What to do =>
Each entry below should be retyped exactly, with nothing omitted.

= = = =

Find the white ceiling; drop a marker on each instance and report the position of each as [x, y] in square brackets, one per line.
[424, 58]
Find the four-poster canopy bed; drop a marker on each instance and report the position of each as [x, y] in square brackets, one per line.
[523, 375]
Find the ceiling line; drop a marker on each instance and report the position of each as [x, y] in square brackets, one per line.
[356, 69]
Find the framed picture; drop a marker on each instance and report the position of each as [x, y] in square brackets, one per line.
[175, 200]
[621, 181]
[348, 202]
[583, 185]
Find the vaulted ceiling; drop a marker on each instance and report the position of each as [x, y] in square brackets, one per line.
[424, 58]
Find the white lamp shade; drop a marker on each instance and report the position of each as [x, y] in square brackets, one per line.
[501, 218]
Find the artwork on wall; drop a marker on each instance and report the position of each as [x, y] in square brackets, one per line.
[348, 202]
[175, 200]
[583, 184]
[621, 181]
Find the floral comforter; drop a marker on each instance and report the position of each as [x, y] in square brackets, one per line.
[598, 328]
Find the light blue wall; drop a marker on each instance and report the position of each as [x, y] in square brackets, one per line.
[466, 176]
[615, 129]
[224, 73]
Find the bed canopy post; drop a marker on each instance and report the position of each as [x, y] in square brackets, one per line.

= = = =

Written response =>
Find the white ceiling; drop a marker on each instance and report the position of each as [x, y] in square brackets, one per line.
[424, 58]
Find the four-poster canopy bed; drop a marker on each instance and report the position of each as [x, y] in square brackets, one per line.
[523, 375]
Find the ceiling line; drop a marker on each instance and report the position of each as [x, y] in square brackets, one per line.
[356, 69]
Find the framed picture; drop a marker on each instance and report the position of each as [x, y] in square brackets, one per line.
[175, 200]
[621, 181]
[348, 202]
[583, 185]
Find the vaulted ceiling; drop a marker on each instance and report the position of each as [x, y] in square brackets, one per line.
[424, 58]
Find the white lamp shade; drop a marker on each instance and report the position of each as [x, y] in square brackets, one per line.
[501, 218]
Find the artwork on wall; drop a marker on each instance and report the position of each as [x, y] in square brackets, one per line.
[348, 202]
[175, 200]
[583, 184]
[621, 181]
Find the floral comforter; drop a marker on each instance and report the position of each as [x, y] in square brackets, one per line.
[598, 328]
Find the light blue wall; drop a marker on each instance and report the position of each as [x, y] in square brackets, one per line.
[466, 176]
[615, 129]
[224, 73]
Find the bed canopy post; drop a marker on each instance and report the position of each as [x, y] in square brackets, one per line.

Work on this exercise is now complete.